◆ **AUSGANGSTEXT**
----------------

Regelmäßig präsentieren Polizei und Innenpolitiker Razzien in Moscheen und Privatwohnungen als großen Schlag gegen den „islamistischen Terrorismus und Extremismus“. Bei näherer Betrachtung sind die Ergebnisse ausgesprochen mager. So lautete die Begründung zur Durchsuchung von bundesweit 30 Büros, Wohnungen und Moscheen im April 2005 nicht etwa auf „Unterstützung einer terroristischen Vereinigung“ sondern lediglich „Verdacht auf Steuerhinterziehung und Geldwäsche“. Die Tatverdächtigen waren schnell wieder in Freiheit und gefunden wurden vor allem CDs mit religiösem Inhalt. Dabei habe es sich um „Ansprachen bekannter (Haß-)Prediger und (einschlägig interpretierbare) Auszüge des Koran“ gehandelt“. Die Klammersetzung im Polizeibericht zeigt, daß offensichtlich auch die Polizei um den weiten Interpretationsspielraum des Begriffs Haßpredigt weiß.

----------------

◆ **DATENSATZ**
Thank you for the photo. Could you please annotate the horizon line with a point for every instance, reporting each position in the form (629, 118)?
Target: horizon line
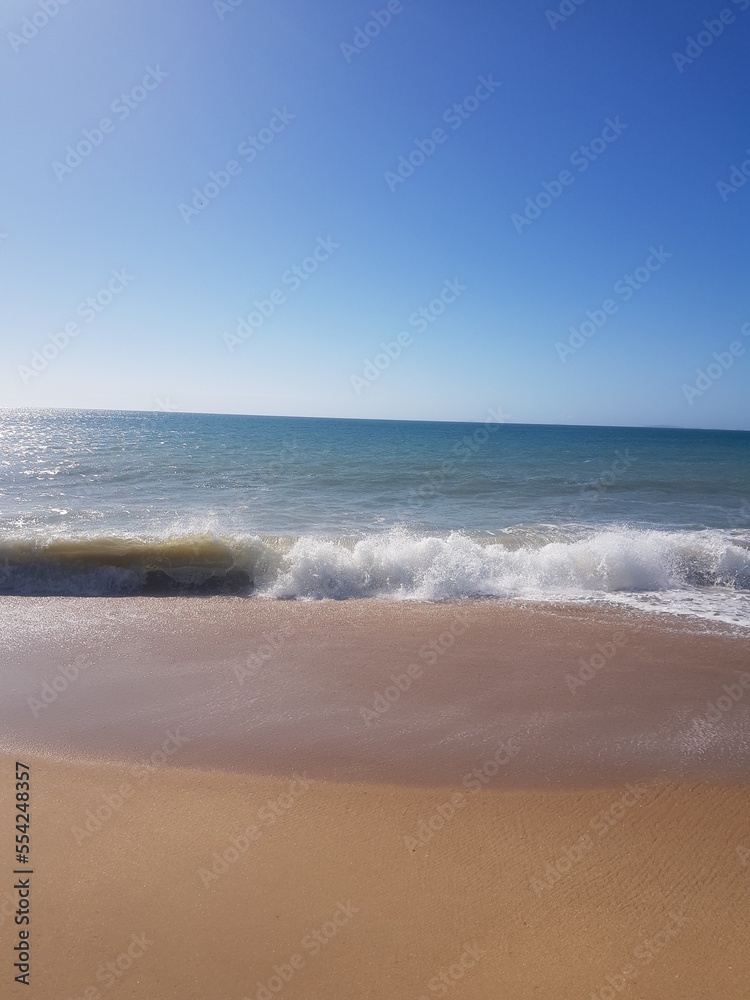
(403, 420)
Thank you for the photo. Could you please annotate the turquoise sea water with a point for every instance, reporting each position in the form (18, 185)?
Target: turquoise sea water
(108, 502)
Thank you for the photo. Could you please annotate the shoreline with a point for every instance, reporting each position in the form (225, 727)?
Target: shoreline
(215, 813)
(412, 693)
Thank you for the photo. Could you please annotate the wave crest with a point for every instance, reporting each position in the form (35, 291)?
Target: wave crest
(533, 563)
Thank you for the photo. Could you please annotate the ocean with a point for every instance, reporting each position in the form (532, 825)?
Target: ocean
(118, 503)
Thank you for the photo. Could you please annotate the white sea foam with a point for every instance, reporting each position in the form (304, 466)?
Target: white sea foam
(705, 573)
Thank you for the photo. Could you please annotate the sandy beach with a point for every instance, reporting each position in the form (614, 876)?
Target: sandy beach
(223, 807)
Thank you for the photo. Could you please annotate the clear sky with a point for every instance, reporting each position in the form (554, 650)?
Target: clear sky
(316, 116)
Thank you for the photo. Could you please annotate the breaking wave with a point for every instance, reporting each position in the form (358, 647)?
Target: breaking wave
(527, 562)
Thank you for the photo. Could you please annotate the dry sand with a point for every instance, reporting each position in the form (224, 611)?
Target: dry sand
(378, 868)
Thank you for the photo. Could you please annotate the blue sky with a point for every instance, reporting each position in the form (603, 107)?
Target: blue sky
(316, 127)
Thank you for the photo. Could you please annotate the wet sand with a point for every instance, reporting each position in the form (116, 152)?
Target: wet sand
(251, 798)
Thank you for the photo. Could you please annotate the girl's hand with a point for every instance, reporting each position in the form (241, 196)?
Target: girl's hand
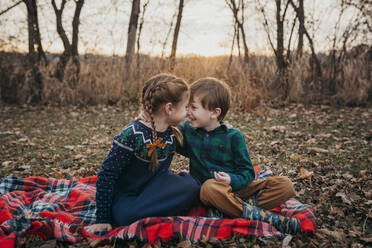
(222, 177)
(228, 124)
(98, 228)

----------------

◆ **DEINE AUFGABE**
Schreiben Sie den Ausgangstext über die Polizeirazzien in Moscheen im Anschluss an seinen letzten Satz fort. Die Daten stehen in keinem Zusammenhang mit dem Ausgangstext.

◆ **ANTWORTFELD**
Jüngstes Opfer von Becksteins Aktionismus wurde die Deutsch-Islamische Schule in München-Freimann. Seit 1981 werden hier Schüler in deutsch und arabisch nach dem bayerischen Grundschullehrplan unterrichtet. Auch der Staatsregierung galt die Schule mit momentan 100 Schülern bislang als multikulturelles Vorzeigeprojekt und Beispiel gelungener Integration. Anfang August erfuhren die Betreiber der Schule erst aus den Medien, daß die staatliche Förderung gestrichen und die Schule zum kommenden Schuljahr auf Weisung der Regierung von Oberbayern geschlossen würde. Nach Erkenntnissen des Verfassungsschutzes sei das Deutsch-Islamische Bildungswerk (DIBW)  als Träger der Schule ein Tarnverein der Islamischen Gemeinschaft in Deutschland, die wiederum als deutsche Zentrale der ägyptischen Muslimbruderschaft gilt. „Die Verfassungstreue dieses Schulträgers kann nicht mehr als gegeben angesehen werden“, erklärte Thomas Huber als Sprecher der zuständigen Regierung von Oberbayern, ohne konkrete Beweise für eine mögliche Verhetzung der Kinder vorzulegen. Tatsächlich hatte das DIBW 2003 sogar auf Empfehlung der Regierung von Oberbayern die Trägerschaft der Schule übernommen.  Der Entzug der Genehmigung sei „ein trauriger Beleg dafür, wie auf dem Rücken von Minderheiten, hier erneut der Muslime, Wahlkampf gemacht wird“, beklagt sich das Deutsch-Islamische Bildungswerk.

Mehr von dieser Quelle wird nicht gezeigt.